_EXCERPT TO READ:_
========================

To find the vertical asymptote, we set the denominator of the rational function to zero: \(x - 2 = 0 \implies x = 2\). To find the oblique asymptote, we perform algebraic division on the rational expression: \(3x^2 - 5x + 1 = (3x + 1)(x - 2) + 3\). Thus, \(y = 3x + 1 + \frac{3}{x - 2}\). As \(x \to \pm\infty\), the term \(\frac{3}{x - 2} \to 0\). Therefore, the oblique asymptote is \(y = 3x + 1\).

M1: Attempt to find vertical asymptote by setting denominator to 0, and attempt algebraic division to find oblique asymptote. A1: Correctly identify the oblique asymptote \(y = 3x + 1\). A0.8: Correctly identify the vertical asymptote \(x = 2\).

Equating the function to \(y\), we have \(y = \frac{x^2 - 2x + 5}{x - 1}\). Multiplying by \(x-1\) gives \(y(x - 1) = x^2 - 2x + 5 \implies x^2 - (2 + y)x + (5 + y) = 0\). For \(x\) to be real, the discriminant of this quadratic equation in \(x\) must be greater than or equal to zero: \(\Delta = [-(2 + y)]^2 - 4(1)(5 + y) \ge 0\). Simplifying this expression: \((4 + 4y + y^2) - 20 - 4y \ge 0 \implies y^2 - 16 \ge 0\). This inequality is satisfied when \(y \le -4\) or \(y \ge 4\). Therefore, the values of \(y\) that the function cannot take are those in the interval \(-4 < y < 4\).

M1: Set up the equation as a quadratic in \(x\) and find an expression for the discriminant in terms of \(y\). A1: Correctly obtain the inequality \(y^2 - 16 \ge 0\) for real \(x\). A0.8: Correctly deduce that the set of values that the function cannot take is \(-4 < y < 4\).

To find the stationary points, we differentiate \(y = \frac{x^2 + 3}{x - 1}\) with respect to \(x\) using the quotient rule: \(\frac{dy}{dx} = \frac{2x(x - 1) - (x^2 + 3)(1)}{(x - 1)^2} = \frac{2x^2 - 2x - x^2 - 3}{(x - 1)^2} = \frac{x^2 - 2x - 3}{(x - 1)^2}\). Setting \(\frac{dy}{dx} = 0\) for stationary points gives \(x^2 - 2x - 3 = 0 \implies (x - 3)(x + 1) = 0\), which yields \(x = 3\) or \(x = -1\). Substituting \(x = 3\) back into the original curve equation: \(y = \frac{3^2 + 3}{3 - 1} = \frac{12}{2} = 6\), giving the point \((3, 6)\). Substituting \(x = -1\): \(y = \frac{(-1)^2 + 3}{-1 - 1} = \frac{4}{-2} = -2\), giving the point \((-1, -2)\).

========================

_AIM OF THE EXERCISE:_
According to the worked solutions, what are the stationary points of the curve y = (x² + 3)/(x − 1)?

Region annotation entries:
========================

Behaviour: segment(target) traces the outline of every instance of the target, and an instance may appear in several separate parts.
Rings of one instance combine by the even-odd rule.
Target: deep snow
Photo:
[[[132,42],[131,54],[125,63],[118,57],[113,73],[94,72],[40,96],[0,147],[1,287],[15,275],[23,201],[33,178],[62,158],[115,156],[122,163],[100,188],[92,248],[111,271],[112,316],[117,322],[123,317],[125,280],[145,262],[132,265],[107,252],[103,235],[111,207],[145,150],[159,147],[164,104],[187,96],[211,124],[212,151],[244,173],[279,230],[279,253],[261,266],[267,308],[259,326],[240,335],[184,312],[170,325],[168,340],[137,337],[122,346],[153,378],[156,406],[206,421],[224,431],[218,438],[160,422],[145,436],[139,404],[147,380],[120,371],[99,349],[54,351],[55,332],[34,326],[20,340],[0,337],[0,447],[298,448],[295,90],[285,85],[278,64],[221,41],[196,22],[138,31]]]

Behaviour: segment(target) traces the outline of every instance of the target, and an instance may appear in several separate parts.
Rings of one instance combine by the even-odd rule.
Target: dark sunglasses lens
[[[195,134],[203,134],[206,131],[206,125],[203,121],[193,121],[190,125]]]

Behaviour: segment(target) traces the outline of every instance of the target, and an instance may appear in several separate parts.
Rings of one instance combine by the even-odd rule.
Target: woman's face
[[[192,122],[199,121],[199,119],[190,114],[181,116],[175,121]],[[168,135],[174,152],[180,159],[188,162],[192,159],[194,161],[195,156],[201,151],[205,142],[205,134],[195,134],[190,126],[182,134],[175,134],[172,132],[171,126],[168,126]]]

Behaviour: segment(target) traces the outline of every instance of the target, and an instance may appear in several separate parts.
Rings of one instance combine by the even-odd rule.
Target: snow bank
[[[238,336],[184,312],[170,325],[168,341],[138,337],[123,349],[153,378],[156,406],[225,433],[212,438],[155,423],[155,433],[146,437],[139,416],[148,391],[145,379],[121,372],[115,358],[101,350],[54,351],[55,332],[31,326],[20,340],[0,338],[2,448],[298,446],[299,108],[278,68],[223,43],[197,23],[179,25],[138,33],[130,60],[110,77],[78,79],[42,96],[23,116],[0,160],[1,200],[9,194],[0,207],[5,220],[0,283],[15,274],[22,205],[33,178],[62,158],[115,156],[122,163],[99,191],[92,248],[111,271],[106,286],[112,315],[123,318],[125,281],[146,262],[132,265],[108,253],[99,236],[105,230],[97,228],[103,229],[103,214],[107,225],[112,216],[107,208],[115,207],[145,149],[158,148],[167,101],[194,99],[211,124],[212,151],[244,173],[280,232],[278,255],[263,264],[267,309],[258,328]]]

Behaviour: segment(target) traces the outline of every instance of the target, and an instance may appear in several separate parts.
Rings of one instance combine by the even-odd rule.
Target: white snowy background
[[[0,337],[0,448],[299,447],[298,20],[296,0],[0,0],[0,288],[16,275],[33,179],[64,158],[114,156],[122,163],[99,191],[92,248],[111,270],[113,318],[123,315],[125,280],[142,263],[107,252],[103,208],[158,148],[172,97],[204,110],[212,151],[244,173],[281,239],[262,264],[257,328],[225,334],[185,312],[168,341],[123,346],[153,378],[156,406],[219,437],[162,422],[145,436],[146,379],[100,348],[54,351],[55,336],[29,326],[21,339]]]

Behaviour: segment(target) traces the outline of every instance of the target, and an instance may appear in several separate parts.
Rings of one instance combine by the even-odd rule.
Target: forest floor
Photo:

========================

_RESULT OF THIS TASK:_
(3, 6) and (−1, −2)